BRIEF | Can you copy every one of the lines below, word for word and with nothing changed?

--------------------

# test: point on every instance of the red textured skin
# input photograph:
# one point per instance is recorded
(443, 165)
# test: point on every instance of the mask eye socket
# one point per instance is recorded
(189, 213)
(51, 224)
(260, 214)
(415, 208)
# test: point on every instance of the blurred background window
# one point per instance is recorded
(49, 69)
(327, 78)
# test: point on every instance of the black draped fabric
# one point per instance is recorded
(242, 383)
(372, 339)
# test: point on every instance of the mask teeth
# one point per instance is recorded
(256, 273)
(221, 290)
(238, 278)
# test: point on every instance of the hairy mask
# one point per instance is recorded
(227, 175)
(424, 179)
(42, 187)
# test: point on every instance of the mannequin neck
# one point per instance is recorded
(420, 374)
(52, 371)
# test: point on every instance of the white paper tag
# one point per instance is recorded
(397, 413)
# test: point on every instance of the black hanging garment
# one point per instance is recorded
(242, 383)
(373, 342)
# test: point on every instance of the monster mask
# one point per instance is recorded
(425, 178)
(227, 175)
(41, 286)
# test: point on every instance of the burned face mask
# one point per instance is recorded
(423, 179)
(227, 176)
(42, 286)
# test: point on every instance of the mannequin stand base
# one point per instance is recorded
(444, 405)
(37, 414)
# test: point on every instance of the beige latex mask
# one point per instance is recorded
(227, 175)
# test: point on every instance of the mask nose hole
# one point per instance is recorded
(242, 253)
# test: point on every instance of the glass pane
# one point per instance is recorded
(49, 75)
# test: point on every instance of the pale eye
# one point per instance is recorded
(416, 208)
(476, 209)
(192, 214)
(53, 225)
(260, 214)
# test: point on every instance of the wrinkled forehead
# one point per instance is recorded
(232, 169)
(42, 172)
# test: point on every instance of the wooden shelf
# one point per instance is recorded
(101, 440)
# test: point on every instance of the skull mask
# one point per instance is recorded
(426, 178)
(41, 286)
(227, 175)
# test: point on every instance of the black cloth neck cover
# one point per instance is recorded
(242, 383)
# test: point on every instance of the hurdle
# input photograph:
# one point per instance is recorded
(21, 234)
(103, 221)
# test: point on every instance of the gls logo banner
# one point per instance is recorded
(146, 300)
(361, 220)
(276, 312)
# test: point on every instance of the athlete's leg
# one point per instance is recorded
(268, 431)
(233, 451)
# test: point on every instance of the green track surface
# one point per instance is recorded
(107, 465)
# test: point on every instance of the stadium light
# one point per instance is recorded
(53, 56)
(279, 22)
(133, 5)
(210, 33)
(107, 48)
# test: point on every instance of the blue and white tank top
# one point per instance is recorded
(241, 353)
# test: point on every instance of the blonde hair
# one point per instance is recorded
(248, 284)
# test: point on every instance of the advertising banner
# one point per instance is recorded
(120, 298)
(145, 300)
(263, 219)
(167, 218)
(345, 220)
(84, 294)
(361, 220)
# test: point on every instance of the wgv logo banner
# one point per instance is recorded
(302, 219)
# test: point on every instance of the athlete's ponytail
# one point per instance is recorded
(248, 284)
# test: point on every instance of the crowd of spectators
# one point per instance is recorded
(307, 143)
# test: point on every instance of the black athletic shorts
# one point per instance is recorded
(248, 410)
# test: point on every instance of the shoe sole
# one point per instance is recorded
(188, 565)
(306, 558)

--------------------

EXPECTED OUTPUT |
# test: point on every instance of the red textured skin
# input photograph:
# one point per instance is recorded
(443, 165)
# test: point on every instance of the mask eye socket
# one point per instance is recorded
(189, 213)
(51, 224)
(260, 214)
(415, 208)
# test: point on every instance of the blurred background window
# one point per instance is recorded
(49, 69)
(327, 78)
# test: point on every instance of the black draped fabric
# one point per instance is recorded
(242, 383)
(372, 339)
# test: point on every instance of the mask teeth
# one point per instance is recorded
(256, 273)
(221, 290)
(238, 278)
# test: point on every instance of the hairy mask
# one point per instance is recorded
(227, 175)
(424, 179)
(42, 187)
# test: point on every instance of the mannequin neck
# one point per instance is recorded
(420, 374)
(52, 371)
# test: point on every instance of the white paper tag
# one point per instance is recorded
(397, 413)
# test: point on every instance of the black hanging garment
# one point per instance is recorded
(242, 383)
(373, 342)
# test: point on every instance of the monster mask
# one point per instance is recorded
(425, 178)
(227, 175)
(41, 286)
# test: point on every instance of the burned face mask
# one point per instance is recorded
(423, 179)
(227, 176)
(42, 286)
# test: point on every instance of the mannequin stand base
# one point per instance is recorded
(444, 405)
(37, 414)
# test: point on every instance of the beige latex mask
# one point per instance is recorded
(227, 175)
# test: point on every instance of the mask nose hole
# one point per instance is recorded
(242, 253)
# test: point on every instance of the glass pane
# one point per instance is recorded
(49, 75)
# test: point on every instance of the pale eye
# one point per instance is recorded
(416, 208)
(476, 209)
(192, 214)
(53, 225)
(260, 214)
# test: point on every instance of the wrinkled forehead
# one point per instance is recorded
(232, 169)
(42, 172)
# test: point on every instance of the wooden shelf
# one point per instance is recorded
(101, 440)
# test: point on every instance of the skull mask
# one point per instance is recorded
(426, 178)
(41, 286)
(227, 175)
# test: point on every instance of the black cloth neck cover
# one point per instance is recorded
(242, 383)
# test: point on every instance of the hurdle
# input photograph:
# one point per instance is recorded
(21, 234)
(103, 221)
# test: point on every instance of the gls logo banner
# one point per instance is recorded
(146, 300)
(361, 220)
(276, 312)
# test: point on every instance of the athlete's leg
# one point per instance is recorded
(268, 431)
(233, 451)
# test: point on every instance of the green track surface
# one point per instance is recorded
(107, 465)
# test: point on every instance of the stadium light
# one point per instance is recorded
(53, 56)
(279, 22)
(133, 5)
(210, 33)
(107, 48)
# test: point on every instance of the blue and white tank top
# one point per instance is recorded
(241, 353)
# test: point on every instance of the blonde hair
# one point per instance is recorded
(248, 284)
# test: point on every instance of the advertising banner
# one point per instance is recorded
(120, 298)
(145, 300)
(263, 219)
(167, 218)
(345, 220)
(84, 294)
(361, 220)
# test: point on every instance of the wgv logo banner
# one point per instance is recorded
(302, 219)
# test: point on every instance of the athlete's ponytail
# one point per instance is recorded
(248, 284)
# test: point on every instance of the crowd of spectators
# one point per instance is recorded
(307, 143)
# test: point on every instance of the black athletic shorts
# one point per instance is recorded
(248, 410)
# test: point on every instance of the shoe sole
# one point per instance is recorded
(188, 565)
(306, 558)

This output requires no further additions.